(Beginning of Exercise passage)

= Greg Greeley =

American businessman

Greg W. Greeley is an American business executive and the chief executive of Simon & Schuster, a role he has held since March 2026. He is a former president at Airbnb where he oversaw the homes division, including the Airbnb Plus program offering rentals with more hotel-like services.

== Education ==
Greeley attended the University of Washington and the University of Southern California. He received his MBA in 1998 from the University of California, Berkeley, Haas School of Business.

== Career ==
Prior to being hired by Airbnb on March 6, 2018, Greeley worked at Amazon as the Vice President of Amazon Prime. Greeley had been at Amazon for more than 18 years.

At Airbnb, Greeley lead the Homes unit which includes Airbnb's standard offering as well as Airbnb plus, which was launched on February 22, 2018, and is geared toward high-end travelers. Greeley also oversaw Airbnb Collections, the Superhost program, and the Superguest program. He reported directly to Airbnb Founder and CEO, Brian Chesky, before being let go from the company in July 2020.

Airbnb's decision to hire Greeley was criticized as he has no prior experience in the hospitality industry.

On March 9, 2026, he was appointed CEO of publishing house Simon & Schuster. He was the first CEO appointed from outside of the company to hold the position.

(End of Exercise passage)

Could you copy out the full article on Greg Greeley, word for word?

(Beginning of Record extracts)

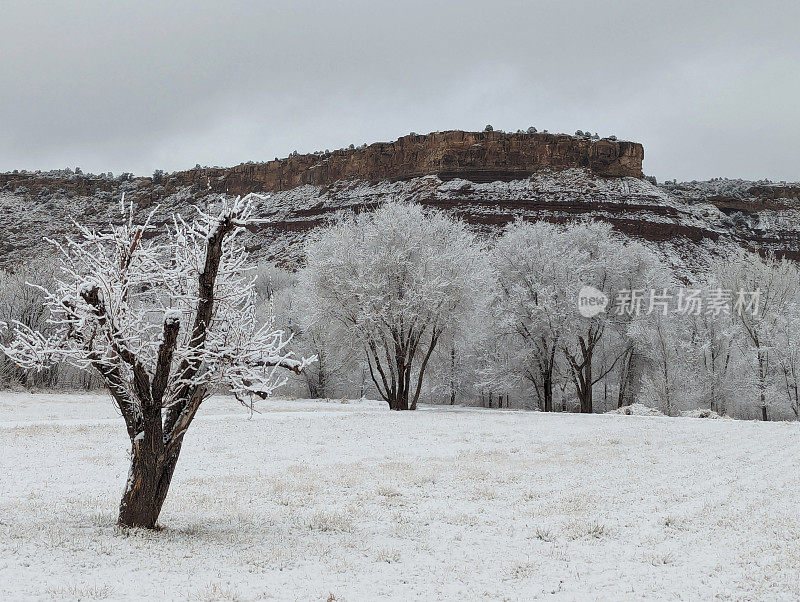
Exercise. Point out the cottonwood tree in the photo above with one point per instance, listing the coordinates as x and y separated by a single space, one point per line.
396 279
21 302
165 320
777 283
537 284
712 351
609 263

(End of Record extracts)
(Beginning of Record extracts)

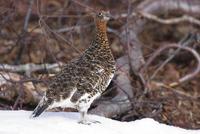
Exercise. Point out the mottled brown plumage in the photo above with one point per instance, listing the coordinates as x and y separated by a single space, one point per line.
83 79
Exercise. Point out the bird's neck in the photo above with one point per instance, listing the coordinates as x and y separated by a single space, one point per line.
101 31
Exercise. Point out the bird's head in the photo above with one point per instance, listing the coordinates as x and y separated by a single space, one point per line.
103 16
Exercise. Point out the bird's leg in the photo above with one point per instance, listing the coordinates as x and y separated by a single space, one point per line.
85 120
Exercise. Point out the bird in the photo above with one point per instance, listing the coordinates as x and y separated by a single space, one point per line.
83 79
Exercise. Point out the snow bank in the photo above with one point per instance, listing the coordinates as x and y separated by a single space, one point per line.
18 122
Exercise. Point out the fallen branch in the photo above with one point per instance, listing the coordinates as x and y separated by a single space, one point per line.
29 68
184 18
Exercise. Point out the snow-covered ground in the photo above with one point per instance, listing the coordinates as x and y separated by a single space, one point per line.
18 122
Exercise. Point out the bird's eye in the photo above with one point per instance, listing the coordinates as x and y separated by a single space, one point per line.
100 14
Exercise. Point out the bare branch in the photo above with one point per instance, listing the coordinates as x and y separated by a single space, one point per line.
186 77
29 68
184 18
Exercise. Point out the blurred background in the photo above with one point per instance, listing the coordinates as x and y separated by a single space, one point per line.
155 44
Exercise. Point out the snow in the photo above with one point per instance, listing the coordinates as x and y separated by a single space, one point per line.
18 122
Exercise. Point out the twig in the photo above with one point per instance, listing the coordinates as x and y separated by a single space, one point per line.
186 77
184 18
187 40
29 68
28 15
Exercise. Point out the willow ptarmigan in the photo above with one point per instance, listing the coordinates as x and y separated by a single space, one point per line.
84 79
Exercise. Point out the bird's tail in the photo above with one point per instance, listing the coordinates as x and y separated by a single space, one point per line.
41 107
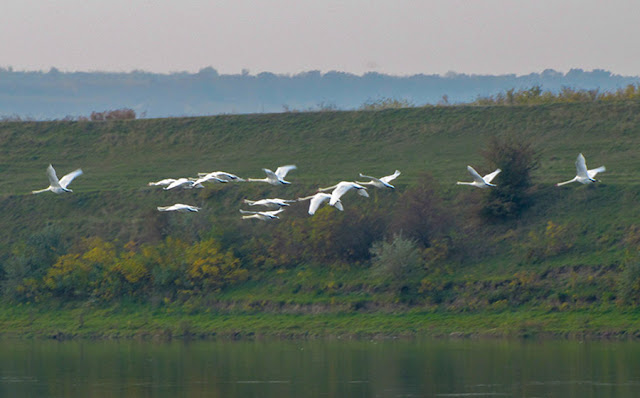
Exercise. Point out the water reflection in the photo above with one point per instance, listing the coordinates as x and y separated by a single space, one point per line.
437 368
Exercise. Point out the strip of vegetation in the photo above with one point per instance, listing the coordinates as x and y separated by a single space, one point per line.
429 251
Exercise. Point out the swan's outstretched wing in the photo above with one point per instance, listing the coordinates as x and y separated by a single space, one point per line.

(End of Record extracts)

* [Answer section]
= Greg Greeley =

American businessman

Greg W. Greeley is an American business executive and the chief executive of Simon & Schuster, a role he has held since March 2026. He is a former president at Airbnb where he oversaw the homes division, including the Airbnb Plus program offering rentals with more hotel-like services.

== Education ==
Greeley attended the University of Washington and the University of Southern California. He received his MBA in 1998 from the University of California, Berkeley, Haas School of Business.

== Career ==
Prior to being hired by Airbnb on March 6, 2018, Greeley worked at Amazon as the Vice President of Amazon Prime. Greeley had been at Amazon for more than 18 years.

At Airbnb, Greeley lead the Homes unit which includes Airbnb's standard offering as well as Airbnb plus, which was launched on February 22, 2018, and is geared toward high-end travelers. Greeley also oversaw Airbnb Collections, the Superhost program, and the Superguest program. He reported directly to Airbnb Founder and CEO, Brian Chesky, before being let go from the company in July 2020.

Airbnb's decision to hire Greeley was criticized as he has no prior experience in the hospitality industry.

On March 9, 2026, he was appointed CEO of publishing house Simon & Schuster. He was the first CEO appointed from outside of the company to hold the position.